═════ EXTRAIT DU TEXTE ═════

La mort… À cette époque, elle commence à hanter l’âme de Tolstoï. Trois Morts (1858-9)[1] annoncent déjà la sombre analyse de la Mort d’Ivan Iliitch, la solitude du mourant, sa haine pour les vivants, ses : « Pourquoi ? » désespérés. Le triptyque des trois morts — la dame riche, le vieux postillon phtisique et le bouleau abattu — a de la grandeur ; les portraits sont bien tracés, les images assez frappantes, bien que l’œuvre, trop vantée, soit d’une trame un peu lâche, et que la mort du bouleau manque de la poésie précise qui fait le prix des beaux paysages de Tolstoï. Dans l’ensemble, on ne sait encore ce qui l’emporte de l’art pour l’art ou de l’intention morale.

Tolstoï l’ignorait lui-même. Le 4 février 1859, pour son discours de réception à la Société Moscovite des Amateurs des Lettres russes, il faisait l’apologie de l’art pour l’art[2] ; et c’était le président de la Société, Khomiakov, qui, après avoir salué en lui « le représentant de la littérature proprement artistique », prenait contre lui la défense de l’art social et moral[3].

Un an plus tard, la mort de son frère chéri, Nicolas, emporté par la phtisie[4], à Hyères, le 19 septembre 1860, bouleversait Tolstoï, au point « d’ébranler sa foi dans le bien, en tout », et lui faisait renier l’art :

La vérité est horrible… Sans doute, tant qu’existe le désir de la savoir et de la dire, on tâche de la savoir et de la dire. C’est la seule chose qui me soit restée de ma conception morale. C’est la seule chose que je ferai, mais pas sous la forme de votre art. L’art, c’est le mensonge, et je ne peux plus aimer le beau mensonge[5].

═════ DONNÉES ENREGISTRÉES ═════

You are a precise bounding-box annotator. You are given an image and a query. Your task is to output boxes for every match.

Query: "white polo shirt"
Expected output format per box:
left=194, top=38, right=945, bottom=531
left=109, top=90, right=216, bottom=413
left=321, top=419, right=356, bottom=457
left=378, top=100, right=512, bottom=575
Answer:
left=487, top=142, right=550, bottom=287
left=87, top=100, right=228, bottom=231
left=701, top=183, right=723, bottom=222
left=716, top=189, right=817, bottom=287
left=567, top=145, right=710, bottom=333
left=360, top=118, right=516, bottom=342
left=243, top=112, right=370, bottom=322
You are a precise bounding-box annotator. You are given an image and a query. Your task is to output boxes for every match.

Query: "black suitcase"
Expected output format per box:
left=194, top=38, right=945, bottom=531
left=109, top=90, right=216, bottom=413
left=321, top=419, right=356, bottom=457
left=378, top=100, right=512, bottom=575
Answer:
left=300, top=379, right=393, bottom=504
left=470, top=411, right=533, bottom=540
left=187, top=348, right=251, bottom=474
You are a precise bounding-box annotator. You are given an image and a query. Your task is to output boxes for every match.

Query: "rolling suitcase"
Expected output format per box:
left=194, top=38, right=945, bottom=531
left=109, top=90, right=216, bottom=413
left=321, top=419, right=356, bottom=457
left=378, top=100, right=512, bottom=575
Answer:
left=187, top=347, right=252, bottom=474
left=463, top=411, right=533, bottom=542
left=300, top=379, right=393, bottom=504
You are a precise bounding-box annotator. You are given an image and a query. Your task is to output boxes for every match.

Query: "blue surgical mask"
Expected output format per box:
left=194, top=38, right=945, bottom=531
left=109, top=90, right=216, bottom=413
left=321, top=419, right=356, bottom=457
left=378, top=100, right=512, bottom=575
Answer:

═════

▶ _EXPLORER LE CONTENU_:
a - Répondez à ces questions à partir de l'extrait :
(i) Quelles sont les trois morts du triptyque ?
(ii) Qui présidait la Société Moscovite des Amateurs des Lettres russes ?
(iii) Où et à quelle date Nicolas est-il mort ?
b - Relevez toutes les dates mentionnées dans l'extrait.
Les lignes n'ont aucun rôle à jouer ici.

▶ _RÉPONSES DANS L'ORDRE_:
a -
(i) La dame riche, le vieux postillon phtisique et le bouleau abattu.
(ii) Khomiakov.
(iii) À Hyères, le 19 septembre 1860.

b - 1858-9 ; 4 février 1859 ; 19 septembre 1860